• Estratto del documento:
* * * * *

Sono 7600 i militari italiani che si sono ammalati di cancro a causa dei proiettili all’uranio impoverito utilizzati dalla NATO durante i bombardamenti del 1999 in Jugoslavia e, di questi, 400 sono deceduti. I numeri sono stati riportati dal Centro studi Osservatorio Militare. Un rapporto che ha richiesto quasi 20 anni per essere ultimato, un ritardo per il quale il fondatore del Centro studi, Cosimo Tartaglia, ha accusato il ministero della Difesa di non aver fornito la documentazione necessaria.
L’uranio impoverito è un sottoprodotto del procedimento di arricchimento dell’uranio, utilizzato nella fabbricazione di munizioni e proiettili per la sua capacità di accendersi spontaneamente. Nel momento in cui esplode produce frammenti incandescenti (fino a 3.000°c) che ne aumentano la portata distruttiva e rendono l’area circostante altamente tossica. Inoltre, a contatto con alcuni tipi di superficie, si polverizza fino ad assumere le dimensioni di nanoparticelle fortemente cancerogene che si depositano nell’ambiente circostante. La questione dei malati e dei morti provocati da questi armamenti è al centro dell’attenzione anche in Serbia, dove un avvocato, Srdan Aleksic, sta portando avanti una campagna di denunce contro la Nato per il suo utilizzo.
La guerra del Kosovo avvenne tra il 1998 ed il 1999 ed ebbe ad oggetto lo status del Kosovo, che all’epoca faceva parte della Repubblica Federale di Jugoslavia. Essa fu caratterizzata da conflitti armati tra i separatisti albanesi dell’organizzazione indipendentista UCK e forze serbe appoggiate da gruppi paramilitari. La Nato si schierò con gli indipendentisti e dal 24 marzo al 10 giugno 1999 pesanti bombardamenti – partiti dalle basi aeree italiane – colpirono la Serbia.

* * * * *

• Dati forniti:

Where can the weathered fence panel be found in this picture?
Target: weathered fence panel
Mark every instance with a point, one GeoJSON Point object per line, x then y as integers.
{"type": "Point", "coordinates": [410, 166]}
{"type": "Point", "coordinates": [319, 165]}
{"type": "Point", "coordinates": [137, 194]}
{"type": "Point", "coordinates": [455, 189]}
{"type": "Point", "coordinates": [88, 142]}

* * * * *

• Compiti da svolgere:
1: Elenca tutte le organizzazioni e gli enti citati per nome nel testo sull'uranio impoverito, senza contare gli Stati.
2: Copia dal testo sull'uranio impoverito il brano che comincia con le parole "L’uranio impoverito è" e si ferma dopo le parole "il suo utilizzo.".

• Risposte ai compiti:
1:
- NATO
- Centro studi Osservatorio Militare
- ministero della Difesa
- UCK

2:
L’uranio impoverito è un sottoprodotto del procedimento di arricchimento dell’uranio, utilizzato nella fabbricazione di munizioni e proiettili per la sua capacità di accendersi spontaneamente. Nel momento in cui esplode produce frammenti incandescenti (fino a 3.000°c) che ne aumentano la portata distruttiva e rendono l’area circostante altamente tossica. Inoltre, a contatto con alcuni tipi di superficie, si polverizza fino ad assumere le dimensioni di nanoparticelle fortemente cancerogene che si depositano nell’ambiente circostante. La questione dei malati e dei morti provocati da questi armamenti è al centro dell’attenzione anche in Serbia, dove un avvocato, Srdan Aleksic, sta portando avanti una campagna di denunce contro la Nato per il suo utilizzo.